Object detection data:
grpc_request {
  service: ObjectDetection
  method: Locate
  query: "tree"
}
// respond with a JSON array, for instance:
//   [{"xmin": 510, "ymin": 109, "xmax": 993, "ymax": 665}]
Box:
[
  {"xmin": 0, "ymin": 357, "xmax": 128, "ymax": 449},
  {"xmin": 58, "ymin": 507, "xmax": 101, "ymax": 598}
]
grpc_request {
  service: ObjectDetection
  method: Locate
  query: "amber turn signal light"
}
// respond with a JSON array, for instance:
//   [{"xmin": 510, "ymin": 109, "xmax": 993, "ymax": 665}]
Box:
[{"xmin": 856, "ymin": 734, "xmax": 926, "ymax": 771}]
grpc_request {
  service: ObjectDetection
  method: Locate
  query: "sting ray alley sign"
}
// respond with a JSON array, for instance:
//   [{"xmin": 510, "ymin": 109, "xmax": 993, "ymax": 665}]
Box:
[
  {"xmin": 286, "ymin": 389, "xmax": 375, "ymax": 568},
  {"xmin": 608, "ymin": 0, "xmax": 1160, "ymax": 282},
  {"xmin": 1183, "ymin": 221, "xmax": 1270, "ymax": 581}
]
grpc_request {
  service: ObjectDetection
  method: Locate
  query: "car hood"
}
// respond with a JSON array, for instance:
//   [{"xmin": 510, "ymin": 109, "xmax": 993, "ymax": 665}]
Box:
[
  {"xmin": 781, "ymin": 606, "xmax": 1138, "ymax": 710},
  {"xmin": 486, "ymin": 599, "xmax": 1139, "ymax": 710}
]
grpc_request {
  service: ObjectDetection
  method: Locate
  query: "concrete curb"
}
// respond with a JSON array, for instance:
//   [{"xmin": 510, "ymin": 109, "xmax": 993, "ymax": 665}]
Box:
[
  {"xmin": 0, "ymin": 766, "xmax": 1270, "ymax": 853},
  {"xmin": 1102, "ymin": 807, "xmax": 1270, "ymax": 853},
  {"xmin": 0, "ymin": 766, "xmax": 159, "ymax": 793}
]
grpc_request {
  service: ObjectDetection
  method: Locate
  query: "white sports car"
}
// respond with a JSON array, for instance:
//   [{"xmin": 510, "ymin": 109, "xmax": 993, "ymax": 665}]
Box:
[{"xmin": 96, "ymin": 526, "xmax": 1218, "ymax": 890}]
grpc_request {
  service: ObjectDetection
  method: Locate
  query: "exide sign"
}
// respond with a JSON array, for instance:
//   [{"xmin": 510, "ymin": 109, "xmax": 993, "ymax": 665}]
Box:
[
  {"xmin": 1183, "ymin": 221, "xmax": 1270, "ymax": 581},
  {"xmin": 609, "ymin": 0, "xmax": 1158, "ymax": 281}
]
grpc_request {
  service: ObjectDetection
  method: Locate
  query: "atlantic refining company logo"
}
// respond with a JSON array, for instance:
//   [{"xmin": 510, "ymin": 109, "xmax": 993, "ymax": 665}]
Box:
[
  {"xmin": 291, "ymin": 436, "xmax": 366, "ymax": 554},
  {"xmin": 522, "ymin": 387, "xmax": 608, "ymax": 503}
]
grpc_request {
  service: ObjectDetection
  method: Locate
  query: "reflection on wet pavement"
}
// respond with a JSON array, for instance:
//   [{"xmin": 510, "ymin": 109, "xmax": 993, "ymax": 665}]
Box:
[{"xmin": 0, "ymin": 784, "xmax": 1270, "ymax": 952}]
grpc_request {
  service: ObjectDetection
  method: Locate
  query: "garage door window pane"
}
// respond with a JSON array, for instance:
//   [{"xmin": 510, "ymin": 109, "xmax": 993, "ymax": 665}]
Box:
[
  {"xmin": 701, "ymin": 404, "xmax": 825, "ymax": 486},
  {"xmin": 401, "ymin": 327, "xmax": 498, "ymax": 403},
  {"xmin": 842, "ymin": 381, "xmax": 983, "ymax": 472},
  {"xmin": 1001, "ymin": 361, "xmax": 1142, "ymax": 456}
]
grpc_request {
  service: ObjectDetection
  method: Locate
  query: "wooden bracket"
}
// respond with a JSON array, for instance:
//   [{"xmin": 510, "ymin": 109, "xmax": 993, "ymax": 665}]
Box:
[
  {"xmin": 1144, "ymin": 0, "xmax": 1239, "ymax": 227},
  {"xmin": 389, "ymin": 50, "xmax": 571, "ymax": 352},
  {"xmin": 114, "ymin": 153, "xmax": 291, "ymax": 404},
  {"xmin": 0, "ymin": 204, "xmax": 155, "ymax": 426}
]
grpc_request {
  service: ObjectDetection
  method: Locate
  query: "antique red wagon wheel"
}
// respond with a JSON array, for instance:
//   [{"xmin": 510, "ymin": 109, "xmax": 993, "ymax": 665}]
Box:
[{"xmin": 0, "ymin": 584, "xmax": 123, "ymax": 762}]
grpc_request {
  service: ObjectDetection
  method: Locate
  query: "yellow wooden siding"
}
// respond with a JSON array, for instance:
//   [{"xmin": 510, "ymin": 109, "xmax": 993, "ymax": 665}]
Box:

**What is required**
Which lines in the items above contain the word "wooden"? Gather every one of them and copy each line out in full.

**Task answer**
  query: "wooden bracket"
  query: "yellow wooden siding"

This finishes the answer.